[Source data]
·····

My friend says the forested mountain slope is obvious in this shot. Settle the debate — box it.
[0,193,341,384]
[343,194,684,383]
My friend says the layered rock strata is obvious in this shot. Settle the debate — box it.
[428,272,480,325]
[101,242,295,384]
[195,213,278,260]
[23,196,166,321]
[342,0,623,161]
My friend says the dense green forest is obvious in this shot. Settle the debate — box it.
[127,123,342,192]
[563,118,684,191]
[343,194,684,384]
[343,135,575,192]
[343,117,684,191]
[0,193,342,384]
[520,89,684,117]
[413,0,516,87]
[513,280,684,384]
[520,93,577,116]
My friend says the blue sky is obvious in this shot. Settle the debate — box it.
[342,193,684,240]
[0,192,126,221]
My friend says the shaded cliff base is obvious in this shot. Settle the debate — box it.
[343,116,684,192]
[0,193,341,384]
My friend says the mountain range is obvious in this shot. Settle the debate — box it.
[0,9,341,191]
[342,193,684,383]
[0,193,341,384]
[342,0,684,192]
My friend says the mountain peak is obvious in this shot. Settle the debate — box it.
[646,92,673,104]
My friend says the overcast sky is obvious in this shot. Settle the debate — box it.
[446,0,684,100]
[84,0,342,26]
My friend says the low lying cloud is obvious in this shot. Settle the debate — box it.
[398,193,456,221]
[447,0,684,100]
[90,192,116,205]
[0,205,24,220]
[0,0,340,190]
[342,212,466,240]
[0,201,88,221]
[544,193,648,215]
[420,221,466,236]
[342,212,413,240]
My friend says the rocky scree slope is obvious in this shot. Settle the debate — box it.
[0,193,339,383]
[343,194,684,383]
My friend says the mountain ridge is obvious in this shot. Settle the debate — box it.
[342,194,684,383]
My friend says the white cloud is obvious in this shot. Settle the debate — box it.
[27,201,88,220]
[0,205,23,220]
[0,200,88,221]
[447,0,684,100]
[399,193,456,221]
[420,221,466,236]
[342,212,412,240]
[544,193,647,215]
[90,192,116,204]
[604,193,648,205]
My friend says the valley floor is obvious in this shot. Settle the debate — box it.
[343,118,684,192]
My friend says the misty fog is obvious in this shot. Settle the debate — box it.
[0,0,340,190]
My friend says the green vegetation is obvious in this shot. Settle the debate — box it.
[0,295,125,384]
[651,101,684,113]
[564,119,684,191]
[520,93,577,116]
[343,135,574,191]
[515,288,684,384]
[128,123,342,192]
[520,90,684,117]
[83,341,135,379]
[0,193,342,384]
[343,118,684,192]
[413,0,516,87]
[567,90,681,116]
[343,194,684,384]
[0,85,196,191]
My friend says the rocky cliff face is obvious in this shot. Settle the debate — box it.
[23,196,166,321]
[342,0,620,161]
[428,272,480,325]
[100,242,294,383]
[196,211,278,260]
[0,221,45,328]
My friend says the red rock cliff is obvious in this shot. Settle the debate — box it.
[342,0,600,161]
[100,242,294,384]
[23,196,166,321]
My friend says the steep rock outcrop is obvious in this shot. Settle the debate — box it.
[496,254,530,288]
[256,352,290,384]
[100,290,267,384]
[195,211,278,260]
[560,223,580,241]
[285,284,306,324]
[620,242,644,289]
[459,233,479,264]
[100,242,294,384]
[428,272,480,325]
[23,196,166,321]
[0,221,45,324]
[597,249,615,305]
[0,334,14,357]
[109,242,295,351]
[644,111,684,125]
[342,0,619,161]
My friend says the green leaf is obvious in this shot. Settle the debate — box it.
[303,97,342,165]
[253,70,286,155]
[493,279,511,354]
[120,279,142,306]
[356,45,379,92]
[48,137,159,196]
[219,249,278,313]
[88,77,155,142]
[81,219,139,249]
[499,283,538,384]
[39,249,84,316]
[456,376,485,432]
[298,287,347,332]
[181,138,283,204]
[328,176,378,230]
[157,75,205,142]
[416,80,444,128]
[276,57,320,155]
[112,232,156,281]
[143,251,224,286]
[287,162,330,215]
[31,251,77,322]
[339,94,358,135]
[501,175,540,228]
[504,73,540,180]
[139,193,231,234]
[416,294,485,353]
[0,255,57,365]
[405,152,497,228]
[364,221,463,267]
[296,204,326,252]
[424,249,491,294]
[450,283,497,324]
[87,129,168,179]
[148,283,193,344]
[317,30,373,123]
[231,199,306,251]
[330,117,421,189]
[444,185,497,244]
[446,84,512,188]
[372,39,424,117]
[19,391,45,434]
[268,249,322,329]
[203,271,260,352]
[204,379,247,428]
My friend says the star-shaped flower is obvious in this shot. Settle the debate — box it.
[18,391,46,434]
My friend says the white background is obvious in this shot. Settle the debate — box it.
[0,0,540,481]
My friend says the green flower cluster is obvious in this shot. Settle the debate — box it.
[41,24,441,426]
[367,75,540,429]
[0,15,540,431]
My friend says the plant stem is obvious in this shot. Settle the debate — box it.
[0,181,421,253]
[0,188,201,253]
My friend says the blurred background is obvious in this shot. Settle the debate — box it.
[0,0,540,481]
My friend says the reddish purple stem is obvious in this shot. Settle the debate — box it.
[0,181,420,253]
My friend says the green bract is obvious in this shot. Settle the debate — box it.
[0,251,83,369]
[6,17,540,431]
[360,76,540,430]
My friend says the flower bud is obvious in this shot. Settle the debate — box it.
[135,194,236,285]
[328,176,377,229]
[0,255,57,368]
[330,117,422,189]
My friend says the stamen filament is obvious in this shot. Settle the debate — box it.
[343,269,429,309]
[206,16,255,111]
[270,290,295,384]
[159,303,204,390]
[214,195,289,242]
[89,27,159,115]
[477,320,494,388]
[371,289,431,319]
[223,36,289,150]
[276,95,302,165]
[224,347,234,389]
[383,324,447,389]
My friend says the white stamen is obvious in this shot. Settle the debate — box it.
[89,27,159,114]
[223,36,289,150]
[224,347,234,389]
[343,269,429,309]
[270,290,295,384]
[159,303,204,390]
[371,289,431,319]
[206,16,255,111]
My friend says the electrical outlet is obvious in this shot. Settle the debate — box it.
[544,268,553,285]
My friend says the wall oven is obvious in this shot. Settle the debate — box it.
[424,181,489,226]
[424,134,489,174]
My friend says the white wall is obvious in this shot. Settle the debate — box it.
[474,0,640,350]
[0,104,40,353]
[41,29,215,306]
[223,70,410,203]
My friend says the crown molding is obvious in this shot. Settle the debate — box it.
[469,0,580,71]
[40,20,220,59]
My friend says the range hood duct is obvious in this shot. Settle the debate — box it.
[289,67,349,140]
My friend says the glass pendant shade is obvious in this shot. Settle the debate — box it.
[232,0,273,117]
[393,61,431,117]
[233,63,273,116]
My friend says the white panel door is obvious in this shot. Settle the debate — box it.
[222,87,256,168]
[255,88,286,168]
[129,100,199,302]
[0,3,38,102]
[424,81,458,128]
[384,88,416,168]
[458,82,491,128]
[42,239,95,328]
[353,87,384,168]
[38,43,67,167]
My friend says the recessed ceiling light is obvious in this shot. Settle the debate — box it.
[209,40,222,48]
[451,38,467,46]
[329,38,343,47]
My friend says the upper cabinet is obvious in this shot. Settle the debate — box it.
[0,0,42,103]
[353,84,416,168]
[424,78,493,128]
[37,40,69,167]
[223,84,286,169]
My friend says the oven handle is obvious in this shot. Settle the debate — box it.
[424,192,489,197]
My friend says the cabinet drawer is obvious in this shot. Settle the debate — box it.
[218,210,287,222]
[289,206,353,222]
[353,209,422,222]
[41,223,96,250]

·····

**Your goal:** Extract every line of the records above and reproduce each one unchanged, in the same order.

**Written solution:**
My friend says the forested mountain slope is obvious in this shot. Settle the debate — box it.
[0,193,341,384]
[343,194,684,383]
My friend says the layered rock strata is obvious in this shot. Settle the debate — box it.
[428,272,480,325]
[101,242,295,384]
[195,213,278,260]
[23,196,166,321]
[342,0,623,161]
My friend says the dense green forest is obvious in this shot. Settle the debate — box it.
[127,123,342,192]
[563,118,684,191]
[343,194,684,384]
[343,135,575,192]
[343,117,684,191]
[0,193,342,384]
[520,89,684,117]
[413,0,516,87]
[513,280,684,384]
[520,93,577,116]
My friend says the blue sky is obvious in this shot. Settle the debate — box it.
[342,193,684,240]
[0,192,126,221]
My friend says the shaded cliff base is obvious in this shot. Settle the debate — box it.
[343,116,684,192]
[0,193,341,384]
My friend says the mountain range is obvious in this shot. Settle the debate — box it.
[0,9,341,191]
[342,193,684,383]
[0,193,341,384]
[342,0,684,192]
My friend says the mountain peak is obvious in this shot. Settle the debate — box it.
[646,92,673,104]
My friend says the overcast sky is obvious in this shot. Settle the debate — box it.
[446,0,684,100]
[84,0,342,26]
My friend says the low lying cloud is obvious in this shot. Settle the debate — box it.
[398,193,456,221]
[447,0,684,100]
[90,192,116,205]
[0,205,24,220]
[0,0,340,190]
[342,212,466,240]
[0,201,88,221]
[544,193,648,215]
[420,221,466,236]
[342,212,413,240]
My friend says the rocky scree slope is obvious in this shot. Settle the debate — box it.
[0,193,339,383]
[343,194,684,383]
My friend says the mountain ridge is obvious in this shot. Settle the debate — box it.
[342,194,684,383]
My friend says the white cloud is obvious in this shot. Settle the debate — box it.
[27,201,88,220]
[0,205,23,220]
[0,200,88,221]
[447,0,684,100]
[399,193,456,221]
[420,221,466,236]
[342,212,412,240]
[544,193,647,215]
[90,192,116,204]
[604,193,648,205]
My friend says the valley floor is obvious in this shot. Settle the debate — box it.
[343,118,684,192]
My friend says the misty fog is obvious in this shot. Settle the debate — box it.
[0,0,340,190]
My friend says the green vegetation is obvious in this shot. Settle the debate — box it.
[0,295,125,384]
[651,101,684,113]
[564,119,684,191]
[520,93,577,116]
[343,135,574,191]
[515,288,684,384]
[128,123,342,192]
[520,90,684,117]
[83,341,135,379]
[0,193,342,384]
[343,118,684,192]
[413,0,516,87]
[567,90,681,116]
[343,194,684,384]
[0,85,196,191]
My friend says the rocky cliff face is obvious in this shot. Settle the debate — box it.
[23,196,166,321]
[342,0,620,161]
[428,272,480,325]
[100,242,294,383]
[196,211,278,260]
[0,221,45,328]
My friend says the red rock cliff is obvious in this shot. Settle the debate — box it.
[342,0,600,161]
[100,242,294,384]
[23,196,166,321]
My friend says the steep rock outcrop is obvious in this shot. Settle the debate — box it.
[496,254,530,288]
[256,352,290,384]
[100,290,267,384]
[195,211,278,260]
[560,223,580,241]
[285,284,306,324]
[620,242,644,289]
[459,233,479,264]
[100,242,294,384]
[428,272,480,325]
[23,196,166,321]
[0,221,45,324]
[597,249,615,305]
[0,334,14,357]
[109,242,295,351]
[644,111,684,125]
[342,0,619,161]
My friend says the green leaf is obvious in this shot. Settle the debate — box it.
[303,97,342,165]
[253,70,286,155]
[493,279,511,354]
[120,279,142,306]
[356,45,379,92]
[48,137,159,196]
[219,249,278,313]
[88,77,155,142]
[81,219,139,249]
[499,283,538,384]
[39,249,84,316]
[456,376,485,432]
[298,287,347,332]
[181,138,283,204]
[328,176,378,230]
[157,75,205,142]
[416,80,444,128]
[276,57,320,155]
[112,232,156,281]
[143,251,224,286]
[287,162,330,215]
[31,251,77,322]
[339,94,358,135]
[501,175,540,228]
[504,73,540,180]
[139,193,231,234]
[416,294,485,353]
[0,255,57,365]
[405,152,497,228]
[364,221,463,267]
[296,204,326,252]
[424,249,491,294]
[450,283,497,324]
[87,129,168,179]
[148,283,193,344]
[317,30,373,123]
[231,199,306,251]
[330,117,421,189]
[444,185,497,244]
[446,84,512,188]
[372,39,424,117]
[19,391,45,434]
[268,249,322,329]
[203,271,260,352]
[204,379,247,428]
My friend says the star-shaped flower is obvious in this shot. Settle the debate — box it.
[18,391,46,434]
My friend says the white background is obvious in this shot. Settle the debate — box it.
[0,0,540,481]
My friend says the green flower cluster is obvious in this shot. Settle the debate — box it.
[41,24,441,426]
[367,75,540,429]
[0,15,540,431]
My friend says the plant stem is obvious in this shot. Settle the debate — box it.
[0,181,421,253]
[0,188,201,253]
My friend says the blurred background is obvious in this shot. Settle the debate — box it.
[0,0,540,481]
My friend says the reddish purple stem is obvious in this shot. Settle the debate — box it.
[0,181,420,253]
My friend says the green bract is obvious in this shot. Settle the debate — box it.
[0,251,83,369]
[6,17,540,431]
[360,76,540,430]
My friend says the flower bud is obvious in this shot. Settle the debate — box it.
[135,194,236,285]
[328,176,377,229]
[0,255,57,368]
[330,117,422,189]
My friend says the stamen filament is obvious in this shot. Settle the debate — box it.
[343,269,429,309]
[206,16,255,111]
[270,290,295,384]
[159,303,204,390]
[214,195,289,242]
[89,27,159,115]
[477,320,494,388]
[371,289,431,319]
[223,36,289,150]
[276,95,302,165]
[224,347,234,389]
[383,324,447,389]
My friend says the white stamen is obvious in this shot. Settle the debate — box it.
[89,27,159,114]
[223,36,289,150]
[224,347,234,389]
[343,269,429,309]
[270,290,295,384]
[159,303,204,390]
[371,289,431,319]
[206,16,255,111]
My friend says the electrical outlet is obvious in this shot. Settle the debate — box it.
[544,268,553,285]
My friend says the wall oven is obvious in this shot. Settle the debate — box it.
[424,181,489,226]
[424,134,489,174]
My friend says the white wall is obvious in this shot. Settle the debate — box it.
[474,0,640,350]
[0,104,40,353]
[41,29,215,306]
[223,70,410,203]
My friend says the crown molding is obvious in this shot. Settle the debate — box it.
[469,0,580,71]
[40,20,220,59]
My friend says the range hood duct is obvious in this shot. Settle the debate — box it.
[289,67,349,140]
My friend says the glass pendant shade is obvious in this shot. Settle the debate — box it.
[232,0,273,117]
[393,61,431,117]
[233,63,273,116]
My friend says the white panel door is obvious in this shot. Settle the debate — box it.
[222,87,256,168]
[255,88,286,168]
[129,100,199,302]
[0,3,38,102]
[424,81,458,128]
[384,88,416,168]
[458,82,491,128]
[42,239,95,328]
[353,87,384,168]
[38,43,67,167]
My friend says the recessed ceiling light is obvious in this shot. Settle the debate — box it.
[209,40,222,48]
[451,38,467,46]
[329,38,343,47]
My friend says the upper cabinet is obvious in this shot. Settle the debate — box it.
[0,0,42,103]
[353,84,416,168]
[424,78,493,128]
[37,40,69,167]
[223,84,286,169]
My friend says the oven handle is obvious in this shot. Settle the debate — box it.
[424,192,489,197]
My friend says the cabinet drawer is obvious in this shot. Settle the debate — box it.
[218,210,287,222]
[289,206,353,222]
[353,209,422,222]
[41,223,96,250]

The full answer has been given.